*Quoted text*.
The 10 Best New Songs

The early-2022 outpouring of new music kept going strong over the past week, with the likes of Jack White, Animal Collective, Beach House, Big Thief and Black Country, New Road all sharing new previews of much-anticipated releases. As it happens, picking out the cream of such an abundant crop is the kind of challenge we get up in the morning for. This week, that meant shining our spotlight on new songs from not only a few of the artists above, but also lesser-known acts like Fly Anakin and Junk Drawer. Get familiar with this week’s foremost must-hears below.

Animal Collective: “Strung with Everything”

The wait for Animal Collective’s first new album in the better part of a decade got easier this week—or more difficult, depending on how you look at it. “Strung with Everything,” released Wednesday along with a music video, is our third preview of the much-anticipated Time Skiffs, coming Feb. 4 on Domino. Directed by Abby Portner, sister of David Portner (aka Avey Tare), the cutout animated video for “Strung with Everything” follows the psychedelic existential epic’s rise and fall, pairing images such as a raindrop-speckled lake with its peaceful moments, and a wizard battling a dragon with its more tumultuous. Its abundant flow of colors and symbols is interrupted only by the occasional lyric throughout the track’s melodic sprawl. The song, like seemingly so much modern music, seeks connection amid calamity: “Let’s say tonight you and me / We’ll watch the sky fall into pieces […] And even though all hearts are strange / We’re all Strung with Everything.” —Scott Russell

Bambara: “Birds”

In press materials for Bambara’s latest mini-LP Love on My Mind, Reid Bateh recalls being influenced by famed New York club photographer Nan Goldin, whose candid photographs of the city’s colorful underground has remained an aesthetic landmark decades on. “Birds” is their version of a quick, washed-out snapshot of big city sensuality. Bateh’s throaty vocals and swanky guitars echo dimly lit clubs as he sketches out a hazy, hyper-stylized memory of fleeting intimacy birthed from the loneliness of isolation. It’s cinematic and sensual with a hint of despair, as Bambara crafts an exciting brand of noir-punk in a world desperate for a good show. —Jade Gomez

Big Thief: “Simulation Swarm”

The eighth (!) single released from Big Thief’s highly anticipated double album Dragon New Warm Mountain I Believe In You, “Simulation Swarm” might have felt like overkill if it weren’t so mesmerizing. A previously unreleased track that has been a live staple for the band, the song is driven by a positively hypnotic tangle of acoustic guitar and bass, with James Krivchenia’s percussion doing just enough to reinforce its insistent groove. A verse-heavy arrangement gives Adrianne Lenker plenty of room to unspool evocative lyrics like, “Once again, w? must bleed new / Even as the hours shak? / Crystal blood like a dream true / A ripple in the wound and wake.” Her meaning is elusive throughout, but feels informed by a lifetime of experiences, and the song’s refrain of “I wanna drop my arms and take your arms / And walk you to the shore,” which rubs elbows with a thrilling Buck Meek lead guitar line, is as beautiful and mysterious as anything Big Thief have released. —Scott Russell

Black Country, New Road: “Snow Globes”

*Data provided*.
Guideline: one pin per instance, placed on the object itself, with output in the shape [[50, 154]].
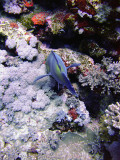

*To-do list*.
• a. In the song roundup above, who directed the video for "Strung with Everything"?
• b. Summarize the song roundup above in two sentences.

*Answers below*.
• a. Abby Portner, the sister of David Portner (Avey Tare), directed it.

• b. The roundup highlights the week's best new songs during a strong early-2022 stretch of releases, featuring both well-known artists and lesser-known acts. It praises Animal Collective's "Strung with Everything," a preview of Time Skiffs with a cutout animated video; Bambara's noir-punk "Birds"; and Big Thief's hypnotic "Simulation Swarm," the eighth single from its double album.